:: Task prompt ::
Rewrite all the entries below with every "rough mask" swapped for "coarse mask" and nothing else changed. Leave the pictures out of your answer.

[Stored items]
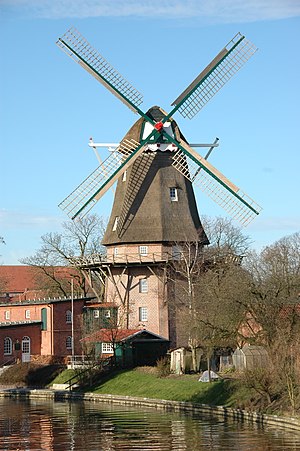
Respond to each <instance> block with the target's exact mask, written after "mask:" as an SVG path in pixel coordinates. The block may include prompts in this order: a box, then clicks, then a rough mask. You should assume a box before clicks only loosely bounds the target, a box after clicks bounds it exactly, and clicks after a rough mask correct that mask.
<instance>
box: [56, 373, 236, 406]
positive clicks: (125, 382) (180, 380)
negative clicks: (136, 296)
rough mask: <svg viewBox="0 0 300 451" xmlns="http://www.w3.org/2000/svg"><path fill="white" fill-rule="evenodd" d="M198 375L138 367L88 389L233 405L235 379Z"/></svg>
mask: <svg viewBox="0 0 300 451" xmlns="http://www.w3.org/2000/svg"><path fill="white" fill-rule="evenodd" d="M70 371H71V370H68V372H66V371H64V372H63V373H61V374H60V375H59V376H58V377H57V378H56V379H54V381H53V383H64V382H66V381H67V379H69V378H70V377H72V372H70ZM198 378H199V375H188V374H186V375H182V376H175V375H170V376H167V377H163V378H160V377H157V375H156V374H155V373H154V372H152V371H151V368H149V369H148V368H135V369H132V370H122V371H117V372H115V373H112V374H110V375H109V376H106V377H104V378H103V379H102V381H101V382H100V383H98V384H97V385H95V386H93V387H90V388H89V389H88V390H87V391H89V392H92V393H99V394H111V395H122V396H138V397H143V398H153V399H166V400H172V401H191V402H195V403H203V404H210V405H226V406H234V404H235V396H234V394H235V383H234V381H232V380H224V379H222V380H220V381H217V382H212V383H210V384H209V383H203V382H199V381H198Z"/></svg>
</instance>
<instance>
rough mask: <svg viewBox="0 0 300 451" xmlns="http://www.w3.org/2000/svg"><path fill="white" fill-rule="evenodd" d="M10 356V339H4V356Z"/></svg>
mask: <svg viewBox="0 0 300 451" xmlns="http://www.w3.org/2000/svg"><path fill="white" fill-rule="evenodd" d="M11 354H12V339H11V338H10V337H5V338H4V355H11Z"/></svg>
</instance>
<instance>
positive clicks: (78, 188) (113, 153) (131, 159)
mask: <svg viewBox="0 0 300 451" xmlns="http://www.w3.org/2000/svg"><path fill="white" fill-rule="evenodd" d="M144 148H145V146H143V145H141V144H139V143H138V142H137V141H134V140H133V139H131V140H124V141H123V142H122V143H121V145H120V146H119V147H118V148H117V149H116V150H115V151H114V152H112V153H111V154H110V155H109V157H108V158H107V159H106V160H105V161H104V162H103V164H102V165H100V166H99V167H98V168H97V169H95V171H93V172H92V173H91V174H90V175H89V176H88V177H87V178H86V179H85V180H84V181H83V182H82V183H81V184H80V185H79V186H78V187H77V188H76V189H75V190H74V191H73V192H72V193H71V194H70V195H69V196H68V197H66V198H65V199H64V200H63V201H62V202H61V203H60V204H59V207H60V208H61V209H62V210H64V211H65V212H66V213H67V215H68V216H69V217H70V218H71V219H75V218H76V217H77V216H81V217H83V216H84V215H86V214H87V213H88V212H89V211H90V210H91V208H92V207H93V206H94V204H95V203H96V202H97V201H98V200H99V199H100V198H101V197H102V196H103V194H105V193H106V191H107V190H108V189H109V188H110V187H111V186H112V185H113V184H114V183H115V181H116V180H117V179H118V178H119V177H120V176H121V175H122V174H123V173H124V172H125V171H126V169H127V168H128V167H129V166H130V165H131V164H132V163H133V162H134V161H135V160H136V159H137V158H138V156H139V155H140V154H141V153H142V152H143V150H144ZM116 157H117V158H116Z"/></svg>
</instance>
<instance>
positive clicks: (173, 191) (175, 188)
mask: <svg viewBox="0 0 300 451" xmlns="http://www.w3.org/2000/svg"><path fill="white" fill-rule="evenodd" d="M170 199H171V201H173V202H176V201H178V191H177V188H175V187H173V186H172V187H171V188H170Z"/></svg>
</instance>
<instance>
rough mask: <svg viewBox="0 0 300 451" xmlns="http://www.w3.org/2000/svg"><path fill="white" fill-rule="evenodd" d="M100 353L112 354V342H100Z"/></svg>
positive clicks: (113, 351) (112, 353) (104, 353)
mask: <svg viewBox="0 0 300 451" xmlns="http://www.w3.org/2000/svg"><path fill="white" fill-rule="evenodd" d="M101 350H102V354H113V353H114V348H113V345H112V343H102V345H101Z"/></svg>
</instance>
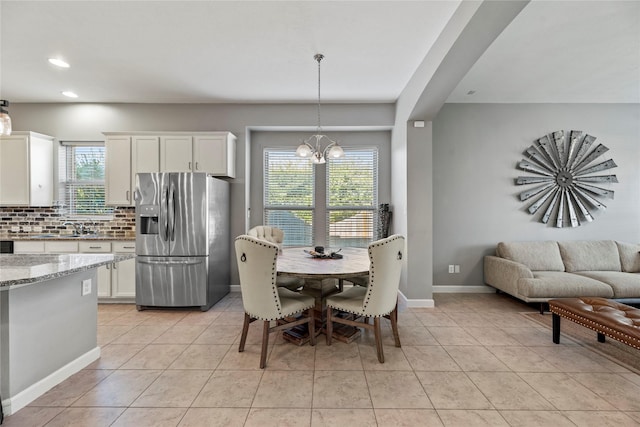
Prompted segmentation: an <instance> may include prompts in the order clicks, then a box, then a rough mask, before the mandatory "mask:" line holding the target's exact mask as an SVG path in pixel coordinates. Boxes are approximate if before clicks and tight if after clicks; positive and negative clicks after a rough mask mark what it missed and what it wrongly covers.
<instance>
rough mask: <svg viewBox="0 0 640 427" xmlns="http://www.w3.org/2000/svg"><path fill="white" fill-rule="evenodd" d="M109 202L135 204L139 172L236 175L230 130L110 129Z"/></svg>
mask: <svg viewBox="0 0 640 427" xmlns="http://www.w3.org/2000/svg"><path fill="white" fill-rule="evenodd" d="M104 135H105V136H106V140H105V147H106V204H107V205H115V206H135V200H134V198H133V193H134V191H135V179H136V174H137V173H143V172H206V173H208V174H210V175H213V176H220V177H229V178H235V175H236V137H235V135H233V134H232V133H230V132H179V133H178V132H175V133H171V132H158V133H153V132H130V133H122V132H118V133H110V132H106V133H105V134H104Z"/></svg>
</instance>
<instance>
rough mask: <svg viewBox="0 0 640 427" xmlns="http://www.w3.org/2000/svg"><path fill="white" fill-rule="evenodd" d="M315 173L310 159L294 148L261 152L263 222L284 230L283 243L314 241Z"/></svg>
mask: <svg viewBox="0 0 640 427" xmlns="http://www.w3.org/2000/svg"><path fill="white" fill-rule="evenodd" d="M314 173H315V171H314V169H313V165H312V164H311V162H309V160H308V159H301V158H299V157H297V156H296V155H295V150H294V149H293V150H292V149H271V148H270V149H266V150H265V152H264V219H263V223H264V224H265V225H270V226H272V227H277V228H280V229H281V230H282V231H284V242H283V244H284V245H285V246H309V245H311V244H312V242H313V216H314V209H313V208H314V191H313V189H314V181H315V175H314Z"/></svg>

:: Answer ::
Respond to each <instance> block with the target's exact mask, written after "mask:" as an SVG path in pixel coordinates. The block may include prompts in this order: a box, then clicks, then a coarse mask. You should assume a box before clicks only loosely bounds the target, a box after clicks bounds it exactly, and clicks after a coarse mask correct that mask.
<instance>
box: [56, 373, 236, 406]
positive clicks: (125, 382) (180, 380)
negative clicks: (136, 296)
coarse mask: <svg viewBox="0 0 300 451" xmlns="http://www.w3.org/2000/svg"><path fill="white" fill-rule="evenodd" d="M198 375L138 367L88 389L233 405L235 379Z"/></svg>
mask: <svg viewBox="0 0 300 451" xmlns="http://www.w3.org/2000/svg"><path fill="white" fill-rule="evenodd" d="M70 371H71V370H68V372H66V371H64V372H63V373H61V374H60V375H59V376H58V377H57V378H56V379H54V381H53V383H64V382H66V381H67V379H69V378H70V377H72V372H70ZM198 378H199V375H188V374H186V375H182V376H175V375H170V376H167V377H163V378H160V377H157V375H156V374H155V373H154V372H152V371H151V368H149V369H148V368H135V369H132V370H122V371H117V372H115V373H112V374H110V375H109V376H106V377H104V378H103V379H102V381H101V382H100V383H98V384H97V385H95V386H93V387H90V388H89V389H88V390H87V391H89V392H92V393H99V394H111V395H122V396H138V397H143V398H153V399H166V400H172V401H191V402H195V403H203V404H210V405H226V406H234V404H235V396H234V394H235V383H234V381H232V380H224V379H222V380H220V381H217V382H212V383H210V384H209V383H203V382H199V381H198Z"/></svg>
</instance>
<instance>
coarse mask: <svg viewBox="0 0 300 451" xmlns="http://www.w3.org/2000/svg"><path fill="white" fill-rule="evenodd" d="M10 356V339H4V356Z"/></svg>
mask: <svg viewBox="0 0 300 451" xmlns="http://www.w3.org/2000/svg"><path fill="white" fill-rule="evenodd" d="M11 354H12V339H11V338H10V337H5V338H4V355H11Z"/></svg>
</instance>
<instance>
positive clicks: (78, 188) (113, 153) (131, 159)
mask: <svg viewBox="0 0 300 451" xmlns="http://www.w3.org/2000/svg"><path fill="white" fill-rule="evenodd" d="M144 148H145V146H143V145H141V144H139V143H138V142H137V141H134V140H133V139H131V140H124V141H123V142H122V143H121V145H120V146H119V147H118V148H117V149H116V150H115V151H114V152H112V153H111V154H110V155H109V157H108V158H107V159H106V160H105V161H104V162H103V164H102V165H100V166H99V167H98V168H97V169H95V171H93V172H92V173H91V174H90V175H89V176H88V177H87V178H86V179H85V180H84V181H83V182H82V183H81V184H80V185H79V186H78V187H77V188H76V189H75V190H74V191H73V192H72V193H71V194H70V195H69V196H68V197H66V198H65V199H64V200H63V201H62V202H61V203H60V204H59V207H60V208H61V209H62V210H64V211H65V212H66V213H67V215H68V216H69V217H70V218H71V219H75V218H76V217H77V216H81V217H83V216H84V215H86V214H87V213H88V212H89V211H90V210H91V208H92V207H93V206H94V204H95V203H96V202H97V201H98V200H99V199H100V198H101V197H102V196H103V194H105V193H106V191H107V190H108V189H109V188H110V187H111V186H112V185H113V184H114V183H115V181H116V180H117V179H118V178H119V177H120V176H121V175H122V174H123V173H124V172H125V171H126V169H127V168H128V167H129V166H130V165H131V164H132V163H133V162H134V161H135V160H136V159H137V158H138V156H139V155H140V154H141V153H142V152H143V150H144ZM116 157H117V158H116Z"/></svg>
</instance>
<instance>
positive clicks: (173, 191) (175, 188)
mask: <svg viewBox="0 0 300 451" xmlns="http://www.w3.org/2000/svg"><path fill="white" fill-rule="evenodd" d="M170 199H171V201H173V202H176V201H178V191H177V188H175V187H173V186H172V187H171V188H170Z"/></svg>
</instance>
<instance>
coarse mask: <svg viewBox="0 0 300 451" xmlns="http://www.w3.org/2000/svg"><path fill="white" fill-rule="evenodd" d="M100 353L112 354V342H100Z"/></svg>
positive clicks: (113, 351) (112, 353) (104, 353)
mask: <svg viewBox="0 0 300 451" xmlns="http://www.w3.org/2000/svg"><path fill="white" fill-rule="evenodd" d="M101 350H102V354H113V353H114V348H113V345H112V343H102V345H101Z"/></svg>
</instance>
Prompted segmentation: an <instance> may include prompts in the order clicks, then a box, then a coarse mask, before the mandatory "mask:" line holding the target's exact mask as an SVG path in pixel coordinates. Boxes are approximate if before clicks and tight if after clicks; positive and negative clicks after a coarse mask mark what it missed and what it wrongly covers.
<instance>
coarse mask: <svg viewBox="0 0 640 427" xmlns="http://www.w3.org/2000/svg"><path fill="white" fill-rule="evenodd" d="M109 202L135 204L139 172L236 175L230 130L110 129Z"/></svg>
mask: <svg viewBox="0 0 640 427" xmlns="http://www.w3.org/2000/svg"><path fill="white" fill-rule="evenodd" d="M104 135H105V136H106V140H105V147H106V204H107V205H115V206H135V200H134V198H133V193H134V191H135V179H136V174H137V173H143V172H206V173H208V174H210V175H213V176H220V177H229V178H235V175H236V137H235V135H233V134H232V133H230V132H179V133H178V132H175V133H171V132H158V133H153V132H130V133H122V132H118V133H110V132H106V133H105V134H104Z"/></svg>
</instance>
<instance>
coarse mask: <svg viewBox="0 0 640 427" xmlns="http://www.w3.org/2000/svg"><path fill="white" fill-rule="evenodd" d="M315 173L310 159L294 148L261 152L263 222L284 230L283 243L314 241Z"/></svg>
mask: <svg viewBox="0 0 640 427" xmlns="http://www.w3.org/2000/svg"><path fill="white" fill-rule="evenodd" d="M314 173H315V171H314V169H313V165H312V164H311V162H309V160H308V159H301V158H299V157H297V156H296V155H295V150H294V149H293V150H292V149H271V148H270V149H266V150H265V152H264V219H263V223H264V224H265V225H270V226H272V227H277V228H280V229H281V230H282V231H284V242H283V244H284V245H285V246H309V245H311V244H312V242H313V216H314V209H313V208H314V191H313V189H314V181H315V175H314Z"/></svg>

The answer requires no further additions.